===== Input for this task =====
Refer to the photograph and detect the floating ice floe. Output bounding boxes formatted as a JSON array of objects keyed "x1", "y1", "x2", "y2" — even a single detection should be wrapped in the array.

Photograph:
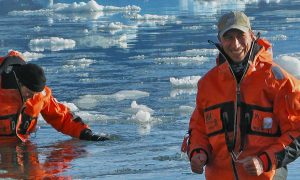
[
  {"x1": 133, "y1": 110, "x2": 151, "y2": 122},
  {"x1": 56, "y1": 2, "x2": 139, "y2": 17},
  {"x1": 184, "y1": 0, "x2": 285, "y2": 16},
  {"x1": 128, "y1": 55, "x2": 145, "y2": 60},
  {"x1": 52, "y1": 0, "x2": 104, "y2": 13},
  {"x1": 62, "y1": 58, "x2": 96, "y2": 70},
  {"x1": 275, "y1": 54, "x2": 300, "y2": 78},
  {"x1": 155, "y1": 55, "x2": 209, "y2": 66},
  {"x1": 29, "y1": 37, "x2": 76, "y2": 52},
  {"x1": 268, "y1": 34, "x2": 288, "y2": 41},
  {"x1": 98, "y1": 22, "x2": 138, "y2": 35},
  {"x1": 61, "y1": 101, "x2": 112, "y2": 121},
  {"x1": 183, "y1": 49, "x2": 219, "y2": 57},
  {"x1": 179, "y1": 105, "x2": 194, "y2": 114},
  {"x1": 131, "y1": 101, "x2": 154, "y2": 115},
  {"x1": 170, "y1": 76, "x2": 201, "y2": 88},
  {"x1": 111, "y1": 90, "x2": 150, "y2": 101},
  {"x1": 129, "y1": 14, "x2": 176, "y2": 21},
  {"x1": 286, "y1": 18, "x2": 300, "y2": 22},
  {"x1": 170, "y1": 88, "x2": 197, "y2": 98},
  {"x1": 8, "y1": 9, "x2": 53, "y2": 16},
  {"x1": 126, "y1": 13, "x2": 177, "y2": 26},
  {"x1": 22, "y1": 51, "x2": 45, "y2": 61},
  {"x1": 182, "y1": 25, "x2": 203, "y2": 30},
  {"x1": 131, "y1": 108, "x2": 161, "y2": 135},
  {"x1": 103, "y1": 5, "x2": 141, "y2": 12},
  {"x1": 107, "y1": 22, "x2": 136, "y2": 30},
  {"x1": 33, "y1": 26, "x2": 42, "y2": 32},
  {"x1": 76, "y1": 90, "x2": 150, "y2": 109},
  {"x1": 78, "y1": 34, "x2": 133, "y2": 49},
  {"x1": 186, "y1": 0, "x2": 246, "y2": 15},
  {"x1": 179, "y1": 0, "x2": 288, "y2": 18},
  {"x1": 9, "y1": 0, "x2": 140, "y2": 19},
  {"x1": 75, "y1": 111, "x2": 112, "y2": 122},
  {"x1": 128, "y1": 101, "x2": 160, "y2": 135}
]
=====
Type the lines above out again exactly as they appear, skipping every picture.

Refer to the photograph and detect the floating ice floe. Output bounding boxes formatted as a JSON array of objects keyed "x1", "y1", "x2", "y2" — even a single detection should be wrapped in the array.

Photograph:
[
  {"x1": 133, "y1": 110, "x2": 151, "y2": 122},
  {"x1": 56, "y1": 2, "x2": 139, "y2": 17},
  {"x1": 184, "y1": 0, "x2": 285, "y2": 16},
  {"x1": 128, "y1": 55, "x2": 145, "y2": 60},
  {"x1": 52, "y1": 0, "x2": 104, "y2": 13},
  {"x1": 62, "y1": 58, "x2": 96, "y2": 70},
  {"x1": 275, "y1": 54, "x2": 300, "y2": 78},
  {"x1": 155, "y1": 55, "x2": 209, "y2": 66},
  {"x1": 29, "y1": 37, "x2": 76, "y2": 52},
  {"x1": 268, "y1": 34, "x2": 288, "y2": 41},
  {"x1": 98, "y1": 22, "x2": 138, "y2": 35},
  {"x1": 61, "y1": 101, "x2": 112, "y2": 121},
  {"x1": 183, "y1": 49, "x2": 219, "y2": 57},
  {"x1": 179, "y1": 105, "x2": 194, "y2": 114},
  {"x1": 131, "y1": 101, "x2": 154, "y2": 115},
  {"x1": 170, "y1": 76, "x2": 201, "y2": 88},
  {"x1": 111, "y1": 90, "x2": 150, "y2": 101},
  {"x1": 129, "y1": 14, "x2": 176, "y2": 21},
  {"x1": 286, "y1": 18, "x2": 300, "y2": 22},
  {"x1": 170, "y1": 88, "x2": 197, "y2": 98},
  {"x1": 8, "y1": 9, "x2": 53, "y2": 16},
  {"x1": 126, "y1": 13, "x2": 177, "y2": 26},
  {"x1": 22, "y1": 51, "x2": 45, "y2": 61},
  {"x1": 182, "y1": 25, "x2": 203, "y2": 30},
  {"x1": 131, "y1": 108, "x2": 161, "y2": 135},
  {"x1": 103, "y1": 5, "x2": 141, "y2": 12},
  {"x1": 107, "y1": 22, "x2": 136, "y2": 30},
  {"x1": 33, "y1": 26, "x2": 42, "y2": 32},
  {"x1": 76, "y1": 90, "x2": 150, "y2": 109},
  {"x1": 78, "y1": 34, "x2": 133, "y2": 49},
  {"x1": 186, "y1": 0, "x2": 246, "y2": 15},
  {"x1": 179, "y1": 0, "x2": 288, "y2": 18},
  {"x1": 9, "y1": 0, "x2": 140, "y2": 19},
  {"x1": 75, "y1": 111, "x2": 112, "y2": 122},
  {"x1": 128, "y1": 101, "x2": 160, "y2": 135}
]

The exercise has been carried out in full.